**GIVEN PROBLEM**
Turn every line of the items below into a JSON list of strings, with one string for each line and blank lines left out.

────────────────────

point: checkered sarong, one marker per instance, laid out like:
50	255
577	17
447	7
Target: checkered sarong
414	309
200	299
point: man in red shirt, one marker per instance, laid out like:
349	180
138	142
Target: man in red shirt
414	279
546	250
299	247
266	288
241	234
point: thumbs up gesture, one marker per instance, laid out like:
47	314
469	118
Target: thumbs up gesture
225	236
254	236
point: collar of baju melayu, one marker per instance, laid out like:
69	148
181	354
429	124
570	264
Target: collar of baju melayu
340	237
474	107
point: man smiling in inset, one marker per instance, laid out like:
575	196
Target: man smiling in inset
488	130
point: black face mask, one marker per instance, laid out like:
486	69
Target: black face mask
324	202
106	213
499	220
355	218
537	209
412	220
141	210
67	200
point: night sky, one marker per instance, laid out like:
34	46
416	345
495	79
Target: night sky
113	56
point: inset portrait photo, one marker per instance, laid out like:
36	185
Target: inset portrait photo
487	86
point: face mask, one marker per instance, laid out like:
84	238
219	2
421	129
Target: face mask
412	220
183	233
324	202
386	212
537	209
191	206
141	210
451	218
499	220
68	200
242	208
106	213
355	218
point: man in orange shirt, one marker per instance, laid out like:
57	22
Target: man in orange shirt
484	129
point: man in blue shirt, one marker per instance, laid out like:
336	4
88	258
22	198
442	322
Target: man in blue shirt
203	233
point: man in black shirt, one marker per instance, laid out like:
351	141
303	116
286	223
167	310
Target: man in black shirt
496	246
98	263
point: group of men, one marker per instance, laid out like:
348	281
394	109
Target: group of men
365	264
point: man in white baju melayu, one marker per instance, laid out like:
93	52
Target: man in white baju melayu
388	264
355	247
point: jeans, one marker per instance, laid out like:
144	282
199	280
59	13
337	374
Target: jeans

────────────────────

**OUTPUT BELOW**
[
  "point: checkered sarong, one marker per instance, laid out like:",
  "50\t255",
  "577\t17",
  "447\t7",
  "Target: checkered sarong",
  "414\t309",
  "200\t299",
  "point: man in red shirt, one marker per instance, laid out like:",
  "349\t180",
  "138\t142",
  "Target: man in red shirt",
  "414\t279",
  "546\t250",
  "299\t247",
  "266\t288",
  "241\t234",
  "point: thumbs up gesture, one marker per instance, laid out like:",
  "47\t314",
  "469\t118",
  "Target: thumbs up gesture",
  "225\t236",
  "254\t236",
  "point: collar of baju melayu, one marker per instance, laid out like:",
  "69\t148",
  "181\t354",
  "429\t124",
  "570\t264",
  "Target: collar of baju melayu",
  "340\t237",
  "474\t107",
  "point: man smiling in inset, one marker per instance, laid out like:",
  "575\t196",
  "Target: man smiling in inset",
  "488\t130",
  "point: black face mask, one marker per instance, laid out like:",
  "486\t69",
  "Target: black face mask",
  "324\t202",
  "106\t213",
  "499\t220",
  "355\t218",
  "537\t209",
  "412\t220",
  "141\t210",
  "67\t200",
  "point: night sky, one marker per instance, laid out like:",
  "34\t46",
  "416\t345",
  "495\t79",
  "Target: night sky",
  "113\t56",
  "point: inset portrait photo, one marker per instance, laid out like:",
  "36\t185",
  "Target: inset portrait photo",
  "487\t86",
  "point: face mask, one marker per instance, laid out like:",
  "84\t238",
  "219\t2",
  "421\t129",
  "Target: face mask",
  "412\t220",
  "183\t233",
  "324\t202",
  "386\t212",
  "537\t209",
  "191\t206",
  "141\t210",
  "451\t218",
  "499\t220",
  "68\t200",
  "242\t208",
  "106\t213",
  "355\t218",
  "point: man in orange shirt, one marker per instance, laid out like:",
  "57\t22",
  "Target: man in orange shirt",
  "484\t129",
  "point: man in blue shirt, one marker per instance, laid out like:",
  "336\t4",
  "88\t258",
  "22\t198",
  "442\t322",
  "Target: man in blue shirt",
  "203\t233",
  "point: man in black shirt, one marker per instance, laid out like:",
  "351\t141",
  "303\t116",
  "286\t223",
  "167\t310",
  "Target: man in black shirt",
  "496\t246",
  "98\t263",
  "point: group of men, one marker per instance, laid out like:",
  "348\t281",
  "394\t109",
  "Target: group of men",
  "365\t264",
  "point: man in white baju melayu, one marker per instance, laid out like:",
  "93\t52",
  "Target: man in white baju melayu",
  "388\t264",
  "355\t247",
  "point: jeans, one marker per instance, laid out like:",
  "144\t282",
  "199\t280",
  "59\t13",
  "337\t374",
  "Target: jeans"
]